Using the article on social media and job hunting below, explain in one to three sentences why relying on Facebook privacy settings to keep things from employers is not safe.

## [Document text]

________________________________________

But, used wisely, your social network presence can also help you stand out from a crowd of candidates.

A survey by CareerBuilder shows nearly 30 percent of employers who research potential hires on Facebook, Twitter and other social networks have discovered information that gave them the confidence to make – not reject – a hire.

The kind of information that put a candidate over the top? Employers surveyed cited as positives content that gave a hiring manager a good feel for a potential employee’s personality or conveyed a professional image.

Around half who utilized social networking to research a candidate discovered the person had a wide range of interests and great communication skills, and 44 percent found the candidate of choice was creative.

The survey of more than 2,000 hiring managers and human resources professionals shows 37 percent of companies research candidates through social media. Employers overwhelmingly utilize Facebook and LinkedIn to research candidates. A few use Twitter.

The key to creating a great profile means realizing Facebook and other social networks are not your diary, where you can safely vent your personal opinions or share your life under lock and key.

“Trusting Facebook privacy settings as a way to make sure employers don’t see bad pictures or [comments about] how much you hate your job, that’s not really safe or a good idea,” said Angela Connor, vice president and director of social media at Capstrat, a communications firm based in Raleigh, NC.

Not only are you beholden to the ever-changing Facebook privacy landscape (who can keep up?), Connor says you’re also at the mercy of your friends’ privacy settings. Just because your Facebook wall is private doesn’t mean your comments on a friend’s wall or photo is private.

And the recently added Facebook stalker feed, errr, news ticker means if you comment on a friend’s status or picture, people who aren’t mutual friends of both parties are likely to see that.

“The best approach is to assume anything I say can become public, even if you think you’re locked down like Fort Knox,” Connor said.

“If you’re locked down, an employer really can’t get in. But you don’t know who they’re friends with. You could be a second connection by chance and you never know it.”

Even if your Twitter account is private, followers can retweet what you say.

So how can you create a “viral footprint” you’d want an employer to follow?

It’s not just about what you don’t post, but about what you do post.

“When I give you my resume, I’m giving you a two dimensional view of who I say I am. If you check out my viral footprint, you see a much fuller picture of who I am,” said Michael P. Grace, founder of Virallock, a company that specializes in helping teens and young adults clean up their online reputation and establish a more positive presence.

“Right, wrong or indifferent, social media platforms have changed the reality of our lives. Facebook wasn’t intended to be an extension of your resume, but the reality is, it’s become that.”

Grace recommends embracing the idea that your social media page is an extension of your life and using it to your advantage.

________________________________________

## [Data under study]
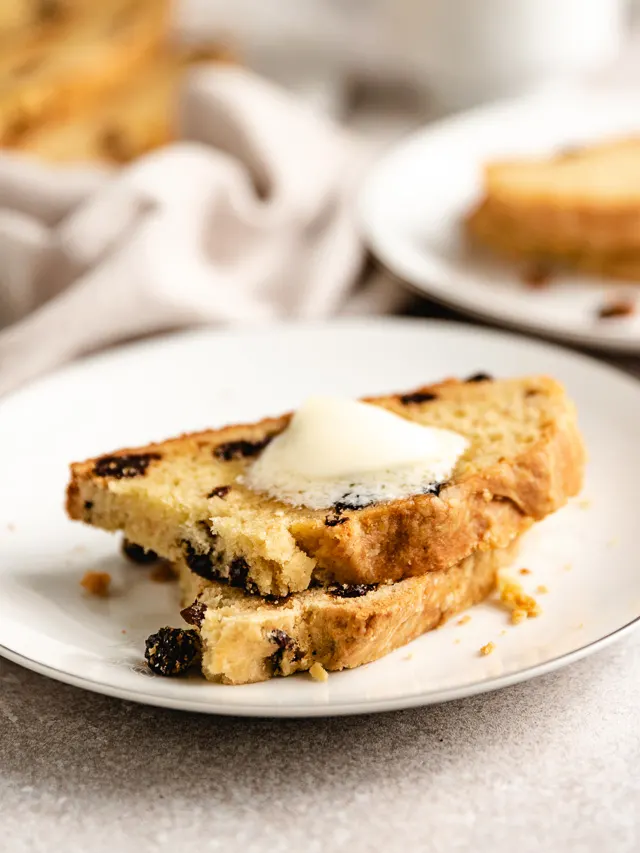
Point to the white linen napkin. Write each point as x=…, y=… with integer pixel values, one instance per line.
x=248, y=219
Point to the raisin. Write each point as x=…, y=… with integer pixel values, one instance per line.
x=128, y=465
x=345, y=504
x=284, y=643
x=219, y=492
x=172, y=650
x=200, y=564
x=138, y=554
x=241, y=449
x=350, y=590
x=194, y=614
x=49, y=11
x=238, y=572
x=417, y=397
x=479, y=377
x=433, y=489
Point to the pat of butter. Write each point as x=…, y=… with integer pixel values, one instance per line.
x=338, y=450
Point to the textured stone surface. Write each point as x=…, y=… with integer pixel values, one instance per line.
x=553, y=764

________________________________________

## [Your solution]
Facebook's privacy settings keep changing, and you also depend on your friends' settings, so your comments on a friend's wall or photo are not private even when your own wall is. The news ticker can also show your comments on a friend's status or picture to people who are not mutual friends. You could even be a second connection to an employer without knowing it.